Source extract —
○ ○ ○ ○ ○

The introduction of sound aims to try and slip towards abstraction. It makes mental pictures appear and, through that, the pictures taken on the places of memory combined with the sound attempt to escape from simple description.  

 

So the aim is to invite the spectators to get rid of the pictures which are part of our large visual repertory (collective memory), it is a kind of intimate relationship with the work which allows them to gradually get to a new experience, beyond the simple setting of emotions.

 

For instance in Sobibor (in the district of Wlodowa), the second extermination camp opened in the framework of "Action Reinhard", we worked on the forest which now covers part of the site. Symbol of that destruction without ruins, without traces (the camp was demolished by the Nazis during Autumn 1943), the forest of Sobibor, without its legend, looks quite ordinary. Insignificant. Nevertheless, without any spectacular attraction, that wood, that land are the present memory of the extermination. Our artistic move aims here to carry the consciousness of that memory, and then maybe, make visible what can’t be seen any more. Think Sobibor as present.

 

 A very different example now. A non-place of memory.

 

Through the impetus of Heinrich Himmler, the extermination camp of Majdaneck
(Konzentrationslager Lublin) was set up in October 1941, two kilometres south east of Lublin on an area of 2.7 square kilometres. Facing the fast advance of the Byelorussian front (the camp was freed on July 23rd 1944), the SS, in complete rout, did not have enough time to erase all the proofs of the massive executions that they had perpetrated there for almost three years.

 

That camp, unlike Sobibor, is still composed of its miradors and other wooden barracks, its enclosure of barbwires….and its crematorium, that can be visited freely.

 

On that site (Majdaneck), we have particularly chosen to centre our work on an area situated about sixty metres from the main entrance of the camp which was used as common graves. Yet that place, where several private buildings as well as a street have been built since then, is only vaguely located, no archaeological excavations have been carried out until today.
The whole of those post-war buildings raises the complex question of the relationship our society keeps up with its memory. 

 

Here, we want to recall, not only what can’t be seen any more, but also that there is nothing to see, breaking with the usual glance of a certain collective memory, eager for spectacular.

 

The relationship between sound and picture is the centre of our move.

 

Through ordinary elements (the engine of a car, the barking of a dog…), the sound is here the object which allows to gradually slip towards some sort of abstraction. A distance which is necessary to allow to enter the thought more deeply

 

Then, insofar as reflection becomes expressible, each one may reach their own representation of the field of events, which has been short-circuited by the outside pictures of the official memory. 

 

A corn field, a birch, a lane.

○ ○ ○ ○ ○

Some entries
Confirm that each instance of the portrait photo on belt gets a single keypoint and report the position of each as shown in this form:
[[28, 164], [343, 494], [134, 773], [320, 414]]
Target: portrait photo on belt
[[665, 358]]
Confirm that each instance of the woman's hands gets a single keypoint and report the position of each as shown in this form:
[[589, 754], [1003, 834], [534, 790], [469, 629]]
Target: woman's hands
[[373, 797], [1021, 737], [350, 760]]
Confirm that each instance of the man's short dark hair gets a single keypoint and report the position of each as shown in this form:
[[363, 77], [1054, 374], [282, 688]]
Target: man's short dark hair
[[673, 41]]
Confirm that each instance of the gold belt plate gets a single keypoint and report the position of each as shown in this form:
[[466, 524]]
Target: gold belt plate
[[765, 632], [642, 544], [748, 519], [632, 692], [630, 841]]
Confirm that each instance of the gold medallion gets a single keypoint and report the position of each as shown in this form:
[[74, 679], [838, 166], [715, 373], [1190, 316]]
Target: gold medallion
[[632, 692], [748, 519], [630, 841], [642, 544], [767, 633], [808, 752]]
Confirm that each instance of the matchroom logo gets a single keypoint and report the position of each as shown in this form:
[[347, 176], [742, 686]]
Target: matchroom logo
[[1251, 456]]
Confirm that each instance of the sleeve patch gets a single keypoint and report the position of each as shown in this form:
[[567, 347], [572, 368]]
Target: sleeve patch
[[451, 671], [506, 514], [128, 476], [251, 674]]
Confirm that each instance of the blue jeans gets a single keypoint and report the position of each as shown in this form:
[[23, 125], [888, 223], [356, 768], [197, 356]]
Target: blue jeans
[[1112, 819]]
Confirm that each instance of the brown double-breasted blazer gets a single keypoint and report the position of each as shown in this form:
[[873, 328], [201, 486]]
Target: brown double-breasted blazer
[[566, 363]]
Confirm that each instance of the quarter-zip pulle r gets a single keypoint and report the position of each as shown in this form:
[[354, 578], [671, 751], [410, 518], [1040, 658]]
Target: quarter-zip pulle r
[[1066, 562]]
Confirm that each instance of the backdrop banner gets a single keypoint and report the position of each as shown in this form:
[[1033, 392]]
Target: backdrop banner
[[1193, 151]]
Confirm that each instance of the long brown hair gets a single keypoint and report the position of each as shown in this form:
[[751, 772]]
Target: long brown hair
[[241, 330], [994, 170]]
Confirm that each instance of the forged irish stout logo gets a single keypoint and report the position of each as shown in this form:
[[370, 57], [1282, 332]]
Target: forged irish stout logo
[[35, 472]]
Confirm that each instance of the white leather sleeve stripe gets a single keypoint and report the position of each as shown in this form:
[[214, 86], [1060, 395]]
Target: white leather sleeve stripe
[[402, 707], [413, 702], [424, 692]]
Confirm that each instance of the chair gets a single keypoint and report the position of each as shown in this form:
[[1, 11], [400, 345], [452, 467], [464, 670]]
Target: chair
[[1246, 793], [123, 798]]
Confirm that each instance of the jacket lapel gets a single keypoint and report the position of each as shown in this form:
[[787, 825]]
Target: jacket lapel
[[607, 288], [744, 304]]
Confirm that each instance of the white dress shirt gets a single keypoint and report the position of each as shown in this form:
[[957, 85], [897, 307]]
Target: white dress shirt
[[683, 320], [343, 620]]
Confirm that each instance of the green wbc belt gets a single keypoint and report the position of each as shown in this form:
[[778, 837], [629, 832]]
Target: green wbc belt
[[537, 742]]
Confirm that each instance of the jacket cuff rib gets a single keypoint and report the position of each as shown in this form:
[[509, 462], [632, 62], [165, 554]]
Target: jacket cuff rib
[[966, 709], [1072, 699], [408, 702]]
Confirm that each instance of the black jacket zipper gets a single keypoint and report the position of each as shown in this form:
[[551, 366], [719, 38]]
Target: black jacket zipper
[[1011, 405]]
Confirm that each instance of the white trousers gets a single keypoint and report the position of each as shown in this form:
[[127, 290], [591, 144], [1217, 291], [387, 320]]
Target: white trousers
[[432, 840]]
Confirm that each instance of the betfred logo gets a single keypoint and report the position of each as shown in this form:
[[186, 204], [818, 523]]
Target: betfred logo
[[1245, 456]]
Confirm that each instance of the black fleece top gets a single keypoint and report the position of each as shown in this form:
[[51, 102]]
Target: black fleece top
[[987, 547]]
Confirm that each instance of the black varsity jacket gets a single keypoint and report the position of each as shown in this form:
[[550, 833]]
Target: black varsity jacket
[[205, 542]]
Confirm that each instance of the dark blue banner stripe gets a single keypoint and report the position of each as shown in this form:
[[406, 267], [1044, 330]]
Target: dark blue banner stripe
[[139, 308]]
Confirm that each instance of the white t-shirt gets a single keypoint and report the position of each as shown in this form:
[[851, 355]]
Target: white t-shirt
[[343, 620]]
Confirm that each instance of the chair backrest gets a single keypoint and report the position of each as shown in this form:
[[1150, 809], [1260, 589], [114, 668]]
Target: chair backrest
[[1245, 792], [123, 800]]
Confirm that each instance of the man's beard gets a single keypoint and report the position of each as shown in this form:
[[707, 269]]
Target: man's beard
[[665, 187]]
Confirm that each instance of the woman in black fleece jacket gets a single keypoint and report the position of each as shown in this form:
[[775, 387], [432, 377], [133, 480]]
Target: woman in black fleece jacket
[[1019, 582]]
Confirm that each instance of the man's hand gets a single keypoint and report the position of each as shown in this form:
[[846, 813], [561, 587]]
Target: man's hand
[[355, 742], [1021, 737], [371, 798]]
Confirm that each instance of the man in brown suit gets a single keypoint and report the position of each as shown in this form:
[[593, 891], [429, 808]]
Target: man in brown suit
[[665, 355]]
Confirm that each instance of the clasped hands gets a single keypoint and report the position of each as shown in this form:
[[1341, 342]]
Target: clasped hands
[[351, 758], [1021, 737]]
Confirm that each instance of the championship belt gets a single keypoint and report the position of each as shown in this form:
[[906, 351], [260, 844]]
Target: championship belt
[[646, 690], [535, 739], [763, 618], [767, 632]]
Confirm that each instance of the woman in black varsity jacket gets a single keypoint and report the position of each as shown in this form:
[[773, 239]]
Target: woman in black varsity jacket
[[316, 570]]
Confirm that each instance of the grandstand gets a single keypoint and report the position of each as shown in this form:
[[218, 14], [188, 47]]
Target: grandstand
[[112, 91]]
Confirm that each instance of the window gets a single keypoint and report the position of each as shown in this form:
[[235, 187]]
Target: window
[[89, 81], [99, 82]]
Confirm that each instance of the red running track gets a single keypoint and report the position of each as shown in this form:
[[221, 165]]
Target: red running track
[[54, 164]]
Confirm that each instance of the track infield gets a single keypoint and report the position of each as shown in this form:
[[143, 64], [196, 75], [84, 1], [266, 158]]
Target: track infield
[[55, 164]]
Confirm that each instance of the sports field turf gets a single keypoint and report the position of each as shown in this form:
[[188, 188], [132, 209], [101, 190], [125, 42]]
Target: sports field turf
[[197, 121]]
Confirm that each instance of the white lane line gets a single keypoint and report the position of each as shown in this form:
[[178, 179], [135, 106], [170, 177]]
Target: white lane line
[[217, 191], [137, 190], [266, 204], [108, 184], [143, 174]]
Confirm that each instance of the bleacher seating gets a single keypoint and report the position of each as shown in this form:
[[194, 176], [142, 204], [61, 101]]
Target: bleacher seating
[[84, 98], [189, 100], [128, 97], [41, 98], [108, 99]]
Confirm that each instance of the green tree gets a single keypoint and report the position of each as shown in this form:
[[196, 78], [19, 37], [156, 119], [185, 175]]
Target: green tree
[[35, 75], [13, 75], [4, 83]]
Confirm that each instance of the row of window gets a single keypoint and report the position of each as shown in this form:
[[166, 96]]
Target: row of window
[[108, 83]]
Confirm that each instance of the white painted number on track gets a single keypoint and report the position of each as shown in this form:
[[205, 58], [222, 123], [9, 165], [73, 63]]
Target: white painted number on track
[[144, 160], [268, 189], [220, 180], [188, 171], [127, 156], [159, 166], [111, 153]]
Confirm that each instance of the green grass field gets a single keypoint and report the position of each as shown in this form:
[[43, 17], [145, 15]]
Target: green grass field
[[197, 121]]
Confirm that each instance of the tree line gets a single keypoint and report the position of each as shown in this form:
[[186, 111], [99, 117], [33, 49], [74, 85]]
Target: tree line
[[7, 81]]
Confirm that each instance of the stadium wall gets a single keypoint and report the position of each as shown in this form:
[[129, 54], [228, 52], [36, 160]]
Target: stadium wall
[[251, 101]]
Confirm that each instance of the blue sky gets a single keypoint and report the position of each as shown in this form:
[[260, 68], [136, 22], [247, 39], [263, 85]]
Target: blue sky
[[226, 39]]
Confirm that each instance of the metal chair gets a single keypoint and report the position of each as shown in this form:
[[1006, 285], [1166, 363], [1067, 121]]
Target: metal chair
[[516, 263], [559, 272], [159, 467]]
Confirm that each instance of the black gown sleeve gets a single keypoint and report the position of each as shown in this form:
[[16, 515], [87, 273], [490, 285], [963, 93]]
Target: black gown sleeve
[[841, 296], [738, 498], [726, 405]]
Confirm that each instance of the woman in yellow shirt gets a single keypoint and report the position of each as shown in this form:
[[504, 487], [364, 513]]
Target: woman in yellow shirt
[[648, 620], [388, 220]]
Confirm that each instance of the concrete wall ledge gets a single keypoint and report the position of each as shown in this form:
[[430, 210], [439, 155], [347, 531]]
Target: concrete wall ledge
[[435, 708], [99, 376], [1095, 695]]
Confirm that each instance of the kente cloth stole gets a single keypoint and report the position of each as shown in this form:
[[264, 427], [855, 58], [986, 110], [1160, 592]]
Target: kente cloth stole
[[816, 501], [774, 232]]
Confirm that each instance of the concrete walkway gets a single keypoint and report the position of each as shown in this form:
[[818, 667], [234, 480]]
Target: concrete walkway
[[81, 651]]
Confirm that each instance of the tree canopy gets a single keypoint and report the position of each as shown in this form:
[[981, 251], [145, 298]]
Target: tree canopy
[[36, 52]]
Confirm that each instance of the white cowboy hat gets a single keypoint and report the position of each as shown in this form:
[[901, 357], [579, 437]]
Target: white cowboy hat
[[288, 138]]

○ ○ ○ ○ ○

Task requirements —
1. According to the text on the camp memory sites, when did the Nazis demolish the camp at Sobibor?
2. Go on with the text on the camp memory sites, picking up after its final line.
These entries come from a separate source.

Answer list —
1. During Autumn 1943.

2.
The photography of elements which are familiar to us tends to underline on one hand their banality and on the other hand their deeply moving singularity, the symbolic load which is associated with the name of the place

 

A corn field in Gurs, a birch in Birkenau, a lane in Drancy. 

 

The deliberate choice not to work on any visual element that refers to the systematic iconography of the camps endeavours to create, like the sound, that restraint which is essential to reverence, as it is the signature of what happened.

 


 

Here are some of the sites we worked on:

 

Phonography

 

MP3

? Drancy. La cité de la Muette. January 27th 2007

 

MP3

? Auschwitz. Krematorium I. February 20th 2006

 

MP3

? Chelmo-Kulmhof. Jewish pilgrimage. August 10th 2006

 

 

Photography

 

Photographs are printed with a light sensitive emulsion on a sheet of zinc.

 

Gurs. Confinement camp. February 25th 2007

 

? Gurs. Confinement camp.

February 25th 2007

Drancy. La cité de la Muette. January 27th 2007

 

? Drancy. La cité de la Muette.

January 27th 2007

Bobigny. Deportation station. May 27th 2006

 

? Bobigny. Deportation station.

May 27th 2006

Auschwitz-Birkenau. Judenrampe. February 20th 2006

 

? Auschwitz-Birkenau. Judenrampe.

February 20th 2006

Majdaneck. Showers for men. Gas chamber. August 15th 2006

 

? Majdaneck. Showers for men. Gas chamber. August 15th 2006

Auschwitz. Krematorium I. February 20th 2006

 

? Birkenau. Krématorium V. February 22nd 2006

Arm factory. Krupp AG. February 22nd 2006

 

? Arm factory. Krupp AG.

February 22nd 2006

Auschwitz. Block 11. February 20th 2006

 

? Auschwitz. Block 11.

February 20th 2006

Majdaneck. The graves. August 15th 2006

 

? Majdaneck. The graves.

August 15th 2006

Birkenau. Krématorium V. February 22nd 2006

 

? Auschwitz. Krematorium I. February 20th 2006

Sobibor. The quay. August 17th 2006

 

? Sobibor. The quay.

August 17th 2006

Treblinka. The forest. August 12th 2006

 

? Treblinka. The forest.

August 12th 2006

Sobibor. The village. August 16th 2006

 

? Sobibor. The village.

August 16th 2006

Chelmo-Kulmhof. Jewish pilgrimage. August 10th 2006

 

? Chelmo-Kulmhof. Jewish pilgrimage.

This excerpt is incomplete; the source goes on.